• 対象の文章
────────────────
政府は7月29日の閣議で2025年度予算の概算要求基準を了解した。年金・医療などの社会保障費では高齢化等に伴ういわゆる自然増として前年度当初予算に4100億円を加算した範囲内での要求を認める。ただし、当該増加分について、「制度改革の着実な実行などを含む合理化・効率化に最大限取り組み、その結果を25年度予算に反映させる」とも記載し、自然増の圧縮に努める姿勢を明示した。
24年度予算編成においても、概算要求時には5200億円とされていた自然増が、薬価および材料価格の引き下げ、生活習慣病等における管理料や処方箋料の適正化などにより、最終的には3700億円にまで縮減された。
────────────────
• 入力データ
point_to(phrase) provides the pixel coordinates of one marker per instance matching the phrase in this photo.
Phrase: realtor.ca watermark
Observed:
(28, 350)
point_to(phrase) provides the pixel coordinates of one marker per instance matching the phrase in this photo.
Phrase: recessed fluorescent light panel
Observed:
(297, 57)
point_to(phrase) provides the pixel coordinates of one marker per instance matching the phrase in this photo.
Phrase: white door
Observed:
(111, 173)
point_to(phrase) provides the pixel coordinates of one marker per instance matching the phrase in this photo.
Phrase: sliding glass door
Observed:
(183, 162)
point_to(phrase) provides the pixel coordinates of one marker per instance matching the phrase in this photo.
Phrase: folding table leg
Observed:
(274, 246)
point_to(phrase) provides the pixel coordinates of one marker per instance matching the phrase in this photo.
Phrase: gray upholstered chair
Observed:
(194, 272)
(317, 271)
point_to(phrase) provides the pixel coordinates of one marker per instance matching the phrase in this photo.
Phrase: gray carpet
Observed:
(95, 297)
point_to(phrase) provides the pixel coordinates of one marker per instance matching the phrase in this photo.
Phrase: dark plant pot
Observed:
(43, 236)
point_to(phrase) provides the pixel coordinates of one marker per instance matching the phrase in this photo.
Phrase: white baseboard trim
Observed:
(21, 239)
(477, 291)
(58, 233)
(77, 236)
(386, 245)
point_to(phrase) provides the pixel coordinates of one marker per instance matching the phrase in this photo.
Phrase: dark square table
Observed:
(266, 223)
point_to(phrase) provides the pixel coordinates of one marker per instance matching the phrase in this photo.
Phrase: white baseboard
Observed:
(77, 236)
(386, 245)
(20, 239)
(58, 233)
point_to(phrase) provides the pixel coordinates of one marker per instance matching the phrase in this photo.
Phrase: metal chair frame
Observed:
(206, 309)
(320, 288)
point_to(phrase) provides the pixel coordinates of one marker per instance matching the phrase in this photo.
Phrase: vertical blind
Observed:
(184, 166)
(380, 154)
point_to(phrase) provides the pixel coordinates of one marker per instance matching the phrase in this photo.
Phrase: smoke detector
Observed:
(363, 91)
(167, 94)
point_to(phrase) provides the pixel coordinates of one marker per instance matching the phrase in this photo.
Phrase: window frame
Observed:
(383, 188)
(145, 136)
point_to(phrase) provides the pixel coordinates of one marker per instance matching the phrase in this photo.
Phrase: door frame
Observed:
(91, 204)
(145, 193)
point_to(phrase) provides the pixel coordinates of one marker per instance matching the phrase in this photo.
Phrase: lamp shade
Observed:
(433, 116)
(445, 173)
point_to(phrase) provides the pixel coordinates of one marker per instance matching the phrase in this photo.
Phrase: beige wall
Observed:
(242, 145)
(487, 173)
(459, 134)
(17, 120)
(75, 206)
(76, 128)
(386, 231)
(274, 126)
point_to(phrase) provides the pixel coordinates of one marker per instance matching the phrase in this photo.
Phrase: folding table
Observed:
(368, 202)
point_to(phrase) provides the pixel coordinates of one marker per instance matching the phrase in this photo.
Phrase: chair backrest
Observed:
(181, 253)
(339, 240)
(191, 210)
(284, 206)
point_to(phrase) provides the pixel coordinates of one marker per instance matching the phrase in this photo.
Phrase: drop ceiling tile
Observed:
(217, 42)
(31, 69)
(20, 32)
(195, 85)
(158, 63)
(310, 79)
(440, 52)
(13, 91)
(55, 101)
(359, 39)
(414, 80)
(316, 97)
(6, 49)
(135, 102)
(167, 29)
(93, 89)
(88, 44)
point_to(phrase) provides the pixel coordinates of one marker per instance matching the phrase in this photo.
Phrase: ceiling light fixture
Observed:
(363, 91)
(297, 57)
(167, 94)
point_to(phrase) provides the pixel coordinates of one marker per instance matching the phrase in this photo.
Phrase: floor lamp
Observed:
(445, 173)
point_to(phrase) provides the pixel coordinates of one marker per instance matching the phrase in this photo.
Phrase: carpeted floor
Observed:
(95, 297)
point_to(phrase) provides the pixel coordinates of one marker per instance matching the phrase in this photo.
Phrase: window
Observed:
────────────────
• 取り組む課題
**A)** 概算要求基準の文章にある次の一文を英語に訳してもらえますか。「24年度予算編成においても、概算要求時には5200億円とされていた自然増が、薬価および材料価格の引き下げ、生活習慣病等における管理料や処方箋料の適正化などにより、最終的には3700億円にまで縮減された。」
**B)** 概算要求基準の文章を、最後の文の後から書き進めてもらえますか。
エントリはここでは一切使いません。

• 解答
**A)** In the compilation of the FY2024 budget as well, the natural increase, which had been set at 520 billion yen at the time of the budget requests, was ultimately reduced to 370 billion yen through cuts in drug and material prices and the rationalization of management fees and prescription fees for lifestyle-related diseases and other conditions.

**B)**
25年度予算では、持続的・構造的賃上げの実現、少子化対策・こども政策の抜本的強化などの重要政策課題に対応するための「重要政策推進枠」を設定。裁量的経費(政策によって柔軟に増減できる経費)を1割削減することを条件に、削減額の3倍の額までの要求を認める。人件費などの義務的経費を削減した場合も、削減額の3倍の額までの要求を推進枠で行うことを可能とする。
物価高騰対策や賃上げ促進環境整備対応などでも「重要政策推進枠」を活用した要求や、金額を明示しない事項のみでの要求を認め、年末の予算編成過程において「骨太の方針2024」で示された方針を踏まえ措置するとした。各省庁からの概算要求の提出期限は8月末日。